Present every line of the items below as a numbered list. Drop blank lines and leave the pictures out.

* BEGIN *

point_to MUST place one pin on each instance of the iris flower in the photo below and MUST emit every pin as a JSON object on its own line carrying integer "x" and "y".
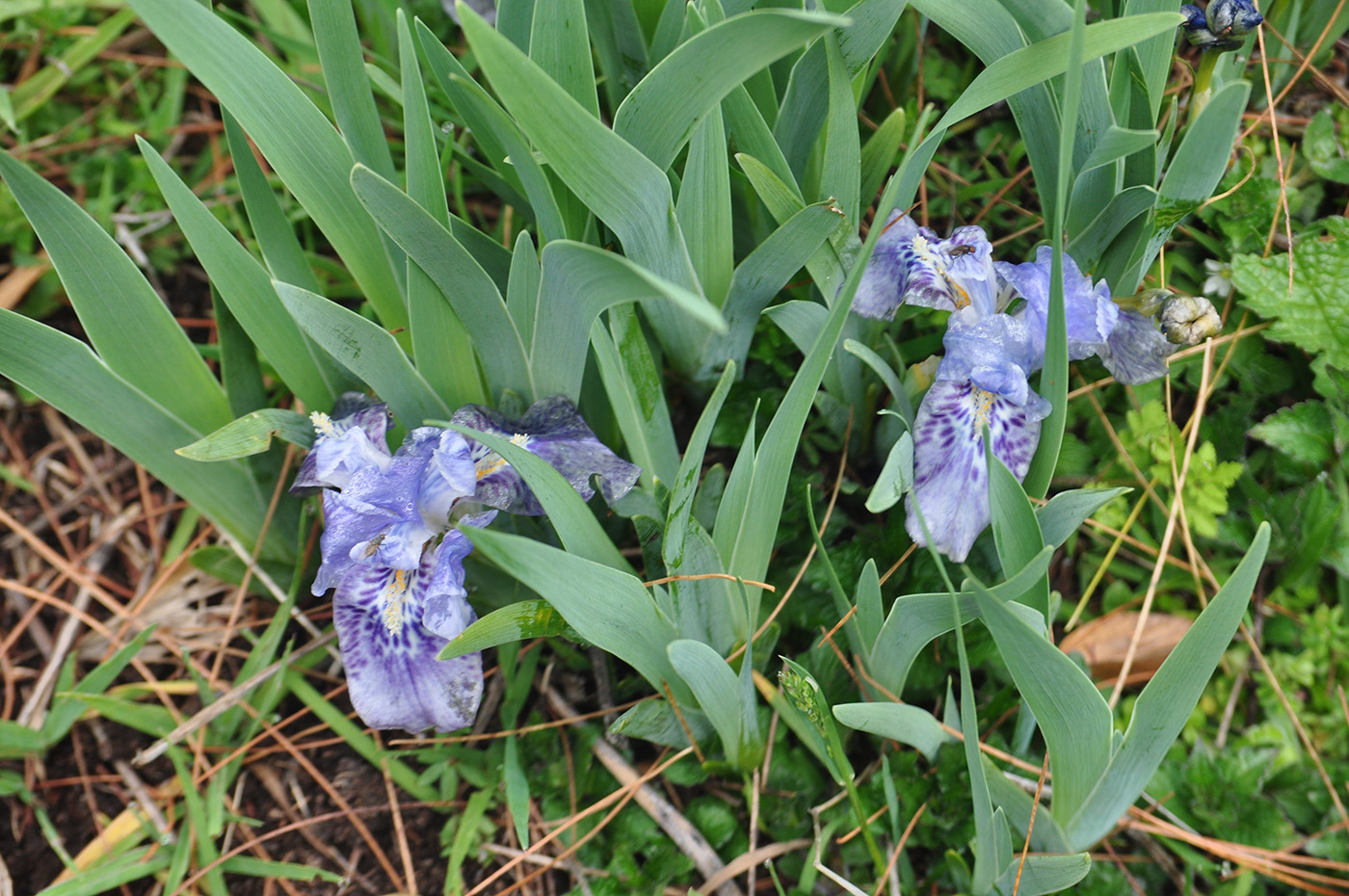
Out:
{"x": 984, "y": 378}
{"x": 397, "y": 563}
{"x": 1223, "y": 27}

* END *

## ANSWER TO THE EXERCISE
1. point_to MUST place one pin on each instance of the iris flower in the photo below and MUST emit every pin as a JSON object on its own line carrying integer "x" and "y".
2. Out:
3. {"x": 984, "y": 378}
4. {"x": 397, "y": 563}
5. {"x": 1223, "y": 27}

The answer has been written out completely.